# DATASET ENTRIES

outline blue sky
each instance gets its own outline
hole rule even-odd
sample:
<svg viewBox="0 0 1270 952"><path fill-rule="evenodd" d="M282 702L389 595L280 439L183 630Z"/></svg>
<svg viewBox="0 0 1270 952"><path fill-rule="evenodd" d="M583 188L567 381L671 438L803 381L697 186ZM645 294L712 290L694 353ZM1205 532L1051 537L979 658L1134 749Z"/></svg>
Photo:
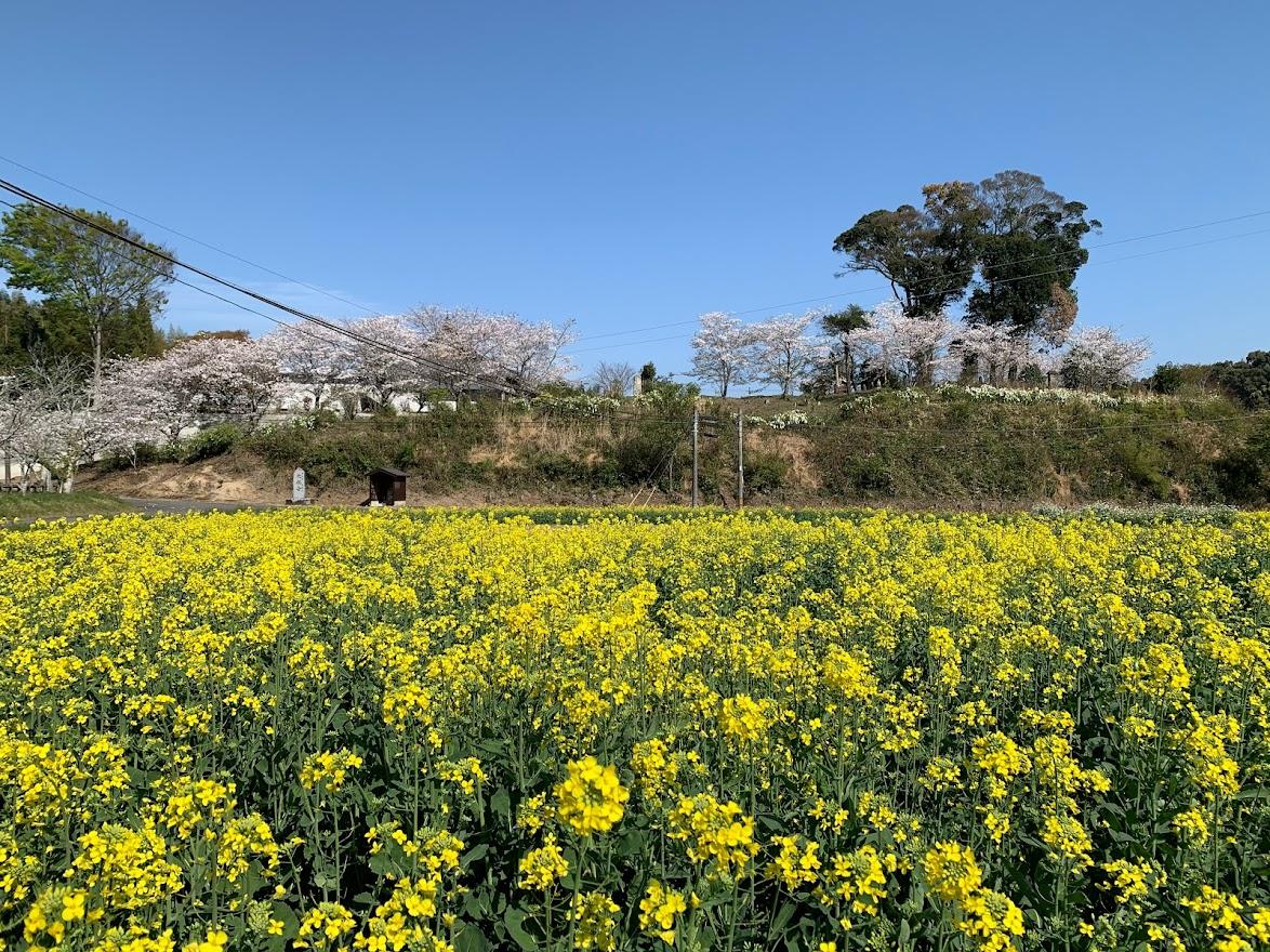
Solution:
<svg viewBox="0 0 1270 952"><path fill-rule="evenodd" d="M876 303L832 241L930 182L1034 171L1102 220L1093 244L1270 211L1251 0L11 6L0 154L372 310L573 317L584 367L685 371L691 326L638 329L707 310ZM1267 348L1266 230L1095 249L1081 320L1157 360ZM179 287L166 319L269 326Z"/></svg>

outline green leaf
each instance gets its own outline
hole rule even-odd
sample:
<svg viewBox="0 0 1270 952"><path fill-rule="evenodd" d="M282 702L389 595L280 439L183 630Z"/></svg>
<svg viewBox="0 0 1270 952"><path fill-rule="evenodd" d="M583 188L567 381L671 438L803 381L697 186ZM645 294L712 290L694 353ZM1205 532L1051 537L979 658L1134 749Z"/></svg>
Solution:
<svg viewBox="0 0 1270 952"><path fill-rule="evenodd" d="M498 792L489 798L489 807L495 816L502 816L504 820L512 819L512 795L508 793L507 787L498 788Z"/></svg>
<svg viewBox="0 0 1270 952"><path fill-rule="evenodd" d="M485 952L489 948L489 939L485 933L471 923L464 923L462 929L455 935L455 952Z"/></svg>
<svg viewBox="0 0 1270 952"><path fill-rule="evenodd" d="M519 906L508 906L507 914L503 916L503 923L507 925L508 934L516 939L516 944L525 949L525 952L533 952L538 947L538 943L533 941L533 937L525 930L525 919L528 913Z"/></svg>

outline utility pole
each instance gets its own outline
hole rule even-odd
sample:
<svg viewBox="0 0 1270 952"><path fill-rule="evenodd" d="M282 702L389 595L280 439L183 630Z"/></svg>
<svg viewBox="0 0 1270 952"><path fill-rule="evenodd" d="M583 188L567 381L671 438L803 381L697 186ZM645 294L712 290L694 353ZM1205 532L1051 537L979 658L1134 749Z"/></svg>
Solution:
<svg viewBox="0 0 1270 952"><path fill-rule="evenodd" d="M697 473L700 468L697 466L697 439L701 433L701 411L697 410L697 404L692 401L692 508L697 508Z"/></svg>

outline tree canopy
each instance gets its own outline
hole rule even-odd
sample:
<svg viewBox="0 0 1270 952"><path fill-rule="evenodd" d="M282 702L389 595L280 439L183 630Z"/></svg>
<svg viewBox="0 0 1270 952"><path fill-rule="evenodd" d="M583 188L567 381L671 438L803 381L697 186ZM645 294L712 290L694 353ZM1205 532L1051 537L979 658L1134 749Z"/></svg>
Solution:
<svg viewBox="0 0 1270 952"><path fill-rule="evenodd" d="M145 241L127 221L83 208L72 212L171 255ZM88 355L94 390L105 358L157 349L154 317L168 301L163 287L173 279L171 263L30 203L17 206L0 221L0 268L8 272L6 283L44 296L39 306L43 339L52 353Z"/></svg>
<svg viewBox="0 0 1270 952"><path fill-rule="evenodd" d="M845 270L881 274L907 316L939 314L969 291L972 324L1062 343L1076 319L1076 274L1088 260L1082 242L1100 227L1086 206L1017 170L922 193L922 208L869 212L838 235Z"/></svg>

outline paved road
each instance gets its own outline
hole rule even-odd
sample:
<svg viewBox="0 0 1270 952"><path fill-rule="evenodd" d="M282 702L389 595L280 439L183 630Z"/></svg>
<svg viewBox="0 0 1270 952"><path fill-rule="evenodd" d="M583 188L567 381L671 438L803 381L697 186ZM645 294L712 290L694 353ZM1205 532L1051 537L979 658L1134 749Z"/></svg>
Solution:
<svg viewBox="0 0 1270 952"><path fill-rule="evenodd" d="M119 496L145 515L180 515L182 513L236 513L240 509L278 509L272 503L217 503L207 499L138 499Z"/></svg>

# WHAT TO WORK ON
Arrange every line of the data above as a Markdown table with the columns Row and Line, numbering the rows in order and omitting blank lines. Leave the pictures out of the table.

# CORRECT OUTPUT
| Row | Line |
|---|---|
| 1 | outline blue sky |
| 2 | each instance gets its own outline |
| 3 | hole rule even-odd |
| 4 | sample: |
| 5 | <svg viewBox="0 0 1270 952"><path fill-rule="evenodd" d="M282 702L389 595L280 439L183 630Z"/></svg> |
| 6 | <svg viewBox="0 0 1270 952"><path fill-rule="evenodd" d="M583 188L567 381L671 438L803 381L697 186ZM645 294L712 290L694 353ZM1205 532L1051 537L979 658L1134 749Z"/></svg> |
| 7 | Photo: |
| 8 | Solution: |
| 9 | <svg viewBox="0 0 1270 952"><path fill-rule="evenodd" d="M876 303L832 241L930 182L1034 171L1102 220L1093 244L1270 211L1251 0L11 6L0 154L372 310L573 317L584 367L685 371L691 326L638 329L707 310ZM1267 348L1266 230L1095 249L1081 320L1157 360ZM179 287L166 319L269 326Z"/></svg> |
| 10 | outline green leaf |
| 11 | each instance gets its own outline |
| 12 | hole rule even-odd |
| 13 | sample: |
| 14 | <svg viewBox="0 0 1270 952"><path fill-rule="evenodd" d="M282 702L389 595L280 439L183 630Z"/></svg> |
| 15 | <svg viewBox="0 0 1270 952"><path fill-rule="evenodd" d="M583 188L567 381L671 438L803 381L697 186ZM645 294L712 290L694 353ZM1205 532L1051 537L979 658L1134 749Z"/></svg> |
| 16 | Solution: |
| 17 | <svg viewBox="0 0 1270 952"><path fill-rule="evenodd" d="M498 792L489 798L489 807L495 816L502 816L504 820L512 819L512 795L508 793L507 787L498 788Z"/></svg> |
| 18 | <svg viewBox="0 0 1270 952"><path fill-rule="evenodd" d="M485 952L489 948L489 939L485 933L471 923L464 923L462 929L455 935L455 952Z"/></svg> |
| 19 | <svg viewBox="0 0 1270 952"><path fill-rule="evenodd" d="M519 906L508 906L507 914L503 916L503 923L507 925L508 934L516 939L516 944L525 949L525 952L533 952L538 947L538 943L533 941L533 937L525 930L525 919L528 913Z"/></svg> |
| 20 | outline utility pole |
| 21 | each instance gets its own outline |
| 22 | hole rule even-odd |
| 23 | sample: |
| 24 | <svg viewBox="0 0 1270 952"><path fill-rule="evenodd" d="M282 702L389 595L280 439L183 630Z"/></svg> |
| 25 | <svg viewBox="0 0 1270 952"><path fill-rule="evenodd" d="M583 188L567 381L671 438L803 381L697 186ZM645 294L712 290L694 353ZM1205 532L1051 537L979 658L1134 749Z"/></svg> |
| 26 | Solution: |
| 27 | <svg viewBox="0 0 1270 952"><path fill-rule="evenodd" d="M697 473L700 468L697 466L697 439L701 433L701 411L697 410L697 404L692 401L692 508L697 508Z"/></svg> |
| 28 | outline tree canopy |
| 29 | each instance gets its own outline |
| 30 | hole rule even-odd |
| 31 | sample: |
| 32 | <svg viewBox="0 0 1270 952"><path fill-rule="evenodd" d="M282 702L389 595L280 439L183 630Z"/></svg> |
| 33 | <svg viewBox="0 0 1270 952"><path fill-rule="evenodd" d="M583 188L567 381L671 438L803 381L697 186ZM645 294L712 290L694 353ZM1205 532L1051 537L979 658L1134 749Z"/></svg> |
| 34 | Solution: |
| 35 | <svg viewBox="0 0 1270 952"><path fill-rule="evenodd" d="M145 241L127 221L83 208L72 212L171 255ZM88 355L94 390L105 358L157 349L154 317L168 301L163 287L173 279L171 263L30 203L17 206L0 221L0 268L8 272L6 283L44 296L39 306L43 339L52 353Z"/></svg> |
| 36 | <svg viewBox="0 0 1270 952"><path fill-rule="evenodd" d="M845 270L881 274L907 316L939 314L969 291L972 324L1062 343L1076 319L1076 274L1088 260L1082 242L1100 227L1086 206L1017 170L922 193L922 208L869 212L838 235Z"/></svg> |
| 37 | outline paved road |
| 38 | each instance gets its own outline |
| 39 | hole rule even-odd |
| 40 | sample: |
| 41 | <svg viewBox="0 0 1270 952"><path fill-rule="evenodd" d="M282 702L389 595L280 439L183 630Z"/></svg> |
| 42 | <svg viewBox="0 0 1270 952"><path fill-rule="evenodd" d="M583 188L567 381L671 438L803 381L697 186ZM645 294L712 290L694 353ZM1205 532L1051 537L979 658L1134 749Z"/></svg> |
| 43 | Solution: |
| 44 | <svg viewBox="0 0 1270 952"><path fill-rule="evenodd" d="M119 496L145 515L180 515L182 513L236 513L240 509L278 509L272 503L217 503L207 499L138 499Z"/></svg> |